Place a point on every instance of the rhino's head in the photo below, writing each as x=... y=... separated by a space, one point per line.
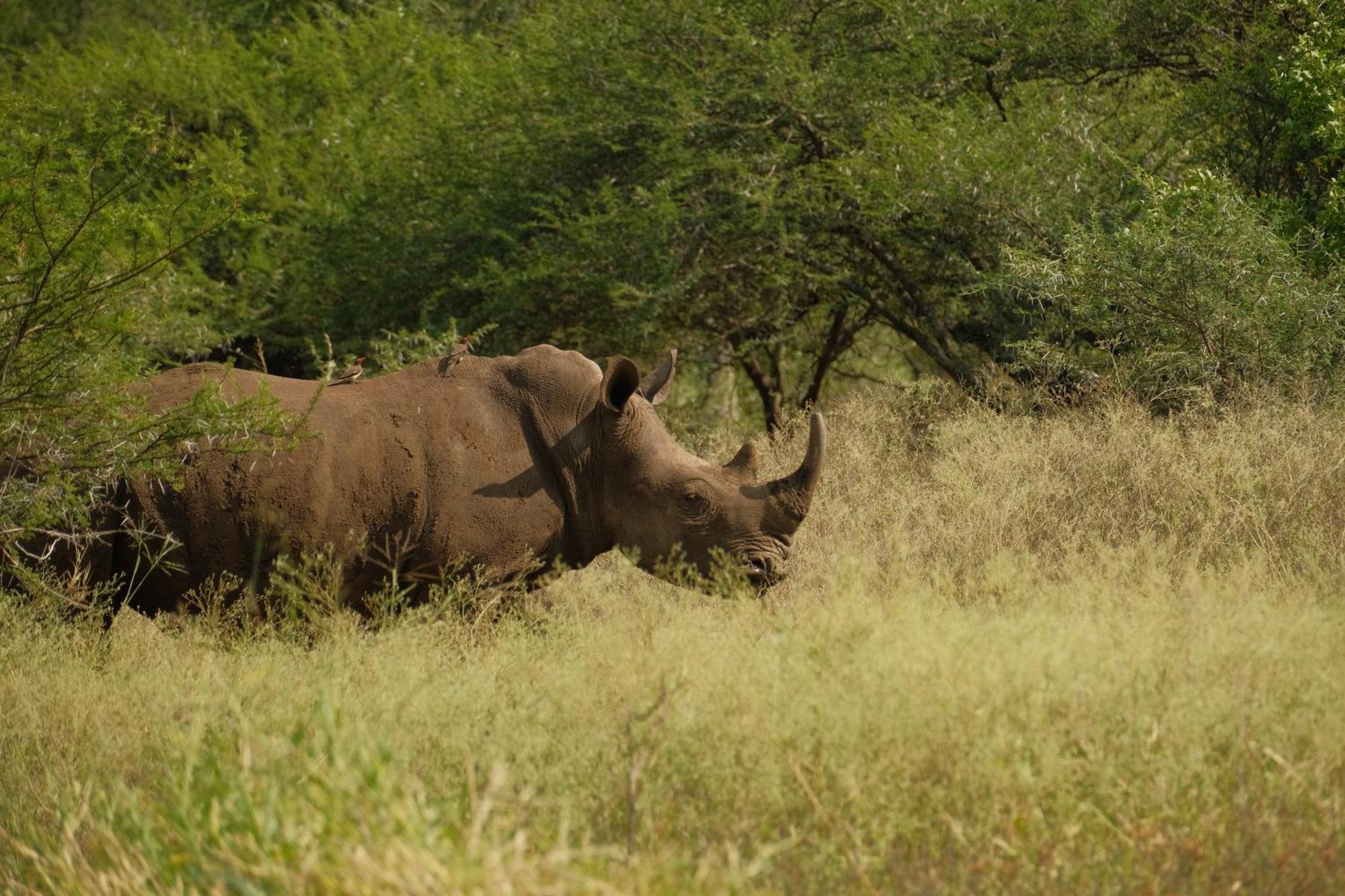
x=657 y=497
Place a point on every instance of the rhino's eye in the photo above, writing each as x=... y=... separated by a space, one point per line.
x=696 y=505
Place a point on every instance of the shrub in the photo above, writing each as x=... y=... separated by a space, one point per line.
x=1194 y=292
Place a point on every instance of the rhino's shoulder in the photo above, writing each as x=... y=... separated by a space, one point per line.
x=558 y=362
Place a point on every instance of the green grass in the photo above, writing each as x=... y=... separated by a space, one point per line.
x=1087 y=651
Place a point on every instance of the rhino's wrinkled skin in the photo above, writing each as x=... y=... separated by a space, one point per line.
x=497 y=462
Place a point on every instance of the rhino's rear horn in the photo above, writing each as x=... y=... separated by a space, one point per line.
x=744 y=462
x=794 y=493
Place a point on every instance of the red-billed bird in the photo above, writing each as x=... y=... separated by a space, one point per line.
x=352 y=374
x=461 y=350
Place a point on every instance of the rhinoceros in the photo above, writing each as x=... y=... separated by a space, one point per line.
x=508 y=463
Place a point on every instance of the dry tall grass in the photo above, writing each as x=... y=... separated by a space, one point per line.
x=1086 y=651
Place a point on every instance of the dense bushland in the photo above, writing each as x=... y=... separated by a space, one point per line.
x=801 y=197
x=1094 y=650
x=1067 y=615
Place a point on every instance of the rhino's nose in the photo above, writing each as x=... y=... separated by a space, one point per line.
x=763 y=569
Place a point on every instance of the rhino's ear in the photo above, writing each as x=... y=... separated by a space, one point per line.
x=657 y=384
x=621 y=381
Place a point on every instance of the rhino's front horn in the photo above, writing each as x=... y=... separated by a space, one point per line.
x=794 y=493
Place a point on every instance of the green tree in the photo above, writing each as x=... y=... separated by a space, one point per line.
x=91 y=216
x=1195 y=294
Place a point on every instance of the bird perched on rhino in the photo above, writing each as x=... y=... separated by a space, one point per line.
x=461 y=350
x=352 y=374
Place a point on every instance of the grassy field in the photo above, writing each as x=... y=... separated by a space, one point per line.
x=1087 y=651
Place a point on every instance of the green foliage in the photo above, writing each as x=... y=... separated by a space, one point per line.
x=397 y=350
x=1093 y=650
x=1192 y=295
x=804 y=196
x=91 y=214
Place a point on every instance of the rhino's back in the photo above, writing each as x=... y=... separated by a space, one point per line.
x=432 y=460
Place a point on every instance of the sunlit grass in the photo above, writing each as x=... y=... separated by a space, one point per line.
-------
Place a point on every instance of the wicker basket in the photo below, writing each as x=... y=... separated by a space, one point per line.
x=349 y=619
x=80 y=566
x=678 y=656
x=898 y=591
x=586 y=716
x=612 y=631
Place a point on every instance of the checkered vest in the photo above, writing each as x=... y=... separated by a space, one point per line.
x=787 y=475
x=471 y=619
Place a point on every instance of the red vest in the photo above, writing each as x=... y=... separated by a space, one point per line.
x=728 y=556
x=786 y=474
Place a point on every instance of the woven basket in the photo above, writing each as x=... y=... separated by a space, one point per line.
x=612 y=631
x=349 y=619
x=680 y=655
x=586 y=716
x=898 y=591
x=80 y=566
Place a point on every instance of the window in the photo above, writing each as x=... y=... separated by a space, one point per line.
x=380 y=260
-------
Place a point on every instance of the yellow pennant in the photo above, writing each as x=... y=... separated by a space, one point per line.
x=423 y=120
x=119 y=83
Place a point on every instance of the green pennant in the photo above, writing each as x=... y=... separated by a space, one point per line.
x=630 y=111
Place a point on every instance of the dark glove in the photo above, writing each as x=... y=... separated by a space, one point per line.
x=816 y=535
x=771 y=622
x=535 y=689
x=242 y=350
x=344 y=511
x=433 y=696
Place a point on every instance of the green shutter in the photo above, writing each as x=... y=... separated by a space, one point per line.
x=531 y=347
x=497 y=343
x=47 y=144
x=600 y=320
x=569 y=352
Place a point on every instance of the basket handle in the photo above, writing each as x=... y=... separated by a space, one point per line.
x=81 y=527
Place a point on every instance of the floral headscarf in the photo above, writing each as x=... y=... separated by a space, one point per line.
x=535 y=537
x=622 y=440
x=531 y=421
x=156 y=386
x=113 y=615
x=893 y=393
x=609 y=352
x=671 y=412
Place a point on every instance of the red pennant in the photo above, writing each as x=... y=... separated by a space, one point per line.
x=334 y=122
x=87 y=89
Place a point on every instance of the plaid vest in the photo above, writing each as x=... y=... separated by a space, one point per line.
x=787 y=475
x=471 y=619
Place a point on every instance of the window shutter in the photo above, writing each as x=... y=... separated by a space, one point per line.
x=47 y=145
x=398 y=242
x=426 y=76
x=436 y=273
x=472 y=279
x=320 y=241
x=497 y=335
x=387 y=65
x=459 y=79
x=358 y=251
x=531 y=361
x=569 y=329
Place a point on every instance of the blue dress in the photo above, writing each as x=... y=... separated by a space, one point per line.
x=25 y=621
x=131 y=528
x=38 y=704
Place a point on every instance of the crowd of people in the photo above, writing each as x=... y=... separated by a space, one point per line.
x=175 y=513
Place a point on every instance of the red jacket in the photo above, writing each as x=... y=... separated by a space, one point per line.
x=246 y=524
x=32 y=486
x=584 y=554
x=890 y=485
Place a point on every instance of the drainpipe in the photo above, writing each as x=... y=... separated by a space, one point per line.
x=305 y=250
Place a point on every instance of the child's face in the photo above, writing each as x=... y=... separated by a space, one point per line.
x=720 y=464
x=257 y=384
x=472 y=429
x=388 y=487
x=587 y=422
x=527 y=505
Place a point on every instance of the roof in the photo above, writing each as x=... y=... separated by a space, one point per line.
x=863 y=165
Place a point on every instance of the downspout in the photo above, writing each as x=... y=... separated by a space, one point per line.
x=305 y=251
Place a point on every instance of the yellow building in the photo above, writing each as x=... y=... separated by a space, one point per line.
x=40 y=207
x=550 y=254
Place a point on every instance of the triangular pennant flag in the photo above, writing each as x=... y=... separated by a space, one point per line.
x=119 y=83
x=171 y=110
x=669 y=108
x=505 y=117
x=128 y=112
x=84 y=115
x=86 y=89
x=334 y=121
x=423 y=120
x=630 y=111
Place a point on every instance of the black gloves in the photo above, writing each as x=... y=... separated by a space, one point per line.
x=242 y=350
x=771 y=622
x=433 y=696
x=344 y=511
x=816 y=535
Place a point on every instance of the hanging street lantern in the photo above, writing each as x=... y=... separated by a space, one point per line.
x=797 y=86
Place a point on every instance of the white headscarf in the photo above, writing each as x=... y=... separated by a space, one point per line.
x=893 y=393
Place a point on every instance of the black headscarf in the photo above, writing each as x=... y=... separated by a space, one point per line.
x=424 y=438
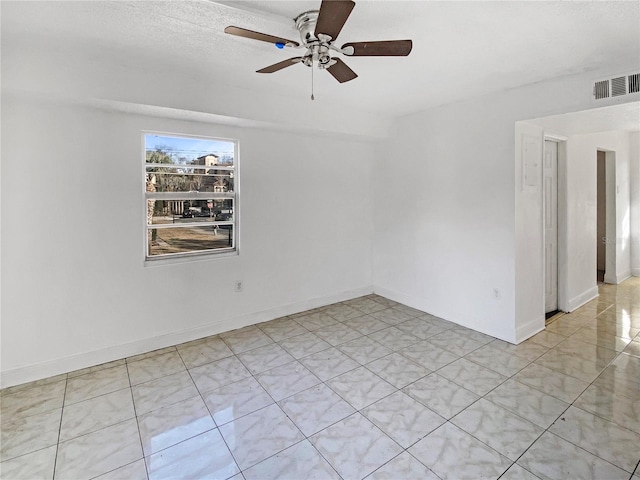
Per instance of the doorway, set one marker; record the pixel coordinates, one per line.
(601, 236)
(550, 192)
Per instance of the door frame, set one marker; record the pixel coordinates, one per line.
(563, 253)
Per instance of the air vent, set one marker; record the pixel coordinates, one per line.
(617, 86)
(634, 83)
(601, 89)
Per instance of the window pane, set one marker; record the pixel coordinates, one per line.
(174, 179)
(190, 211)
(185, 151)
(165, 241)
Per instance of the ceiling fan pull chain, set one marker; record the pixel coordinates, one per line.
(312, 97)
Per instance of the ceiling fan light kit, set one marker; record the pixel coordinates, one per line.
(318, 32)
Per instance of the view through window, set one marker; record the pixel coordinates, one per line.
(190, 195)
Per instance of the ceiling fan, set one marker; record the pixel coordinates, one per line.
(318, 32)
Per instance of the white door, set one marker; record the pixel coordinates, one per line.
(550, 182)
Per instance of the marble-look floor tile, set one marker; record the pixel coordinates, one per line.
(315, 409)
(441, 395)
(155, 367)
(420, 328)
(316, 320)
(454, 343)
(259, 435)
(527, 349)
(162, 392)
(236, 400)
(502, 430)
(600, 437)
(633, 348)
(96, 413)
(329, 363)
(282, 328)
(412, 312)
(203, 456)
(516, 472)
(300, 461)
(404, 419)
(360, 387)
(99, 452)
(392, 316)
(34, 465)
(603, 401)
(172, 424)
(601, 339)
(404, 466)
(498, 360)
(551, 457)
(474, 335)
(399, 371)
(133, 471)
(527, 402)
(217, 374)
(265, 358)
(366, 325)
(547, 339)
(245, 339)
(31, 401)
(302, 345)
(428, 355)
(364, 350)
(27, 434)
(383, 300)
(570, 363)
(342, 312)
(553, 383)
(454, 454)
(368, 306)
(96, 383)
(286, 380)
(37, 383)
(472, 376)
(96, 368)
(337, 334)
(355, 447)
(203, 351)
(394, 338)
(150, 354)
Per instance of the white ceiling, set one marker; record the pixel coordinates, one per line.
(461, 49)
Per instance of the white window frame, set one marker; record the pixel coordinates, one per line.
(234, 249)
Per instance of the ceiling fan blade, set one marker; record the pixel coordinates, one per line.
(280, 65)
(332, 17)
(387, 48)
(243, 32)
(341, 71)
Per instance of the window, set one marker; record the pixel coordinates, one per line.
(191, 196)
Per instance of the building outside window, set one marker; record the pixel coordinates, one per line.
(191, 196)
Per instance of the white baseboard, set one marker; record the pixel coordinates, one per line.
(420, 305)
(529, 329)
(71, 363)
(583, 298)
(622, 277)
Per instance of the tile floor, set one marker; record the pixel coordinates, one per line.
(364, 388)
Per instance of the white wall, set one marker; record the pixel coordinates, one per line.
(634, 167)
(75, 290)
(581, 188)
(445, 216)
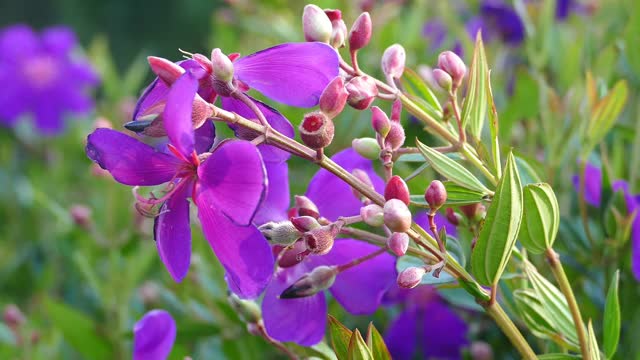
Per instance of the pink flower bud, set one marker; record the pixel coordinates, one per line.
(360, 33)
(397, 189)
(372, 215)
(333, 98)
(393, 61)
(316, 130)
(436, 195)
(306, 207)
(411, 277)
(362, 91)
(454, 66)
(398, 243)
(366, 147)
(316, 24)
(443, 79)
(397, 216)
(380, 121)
-------
§ **WHAT THIS TASK INVOLVES**:
Since only part of the listing is wanted, copy exactly the lines from the one holding "Place a point on every instance of the rhino's front" to the one holding "Place a point on every instance of the sunlit", both included.

§ **SOLUTION BELOW**:
Place a point on every instance of the rhino's front horn in the photo above, writing each as x=... y=... separated by a space, one point per line.
x=794 y=493
Place a point on every instance of the green tree in the photo above, writing each as x=... y=... separated by a space, one point per line.
x=91 y=216
x=1195 y=294
Place a point on every instance of the bird perched on rhino in the photo above, writing each as x=... y=... separated by a space, one point per line.
x=461 y=350
x=352 y=374
Place a point on every instance of the grassy field in the photo above, writing each as x=... y=... separated by a space, one point per line.
x=1087 y=651
Place a point on every instance of the green foliage in the photo above, writing each as x=... y=... separated by a space, one point per line.
x=397 y=350
x=1093 y=650
x=1192 y=295
x=804 y=196
x=91 y=214
Place a point on every instance of the rhino's back in the photo above, writing each as x=... y=... separated by a space, one point per line.
x=432 y=460
Place a point on every instance of the sunlit grass in the photo above, writing each as x=... y=... separated by a space, one point per line.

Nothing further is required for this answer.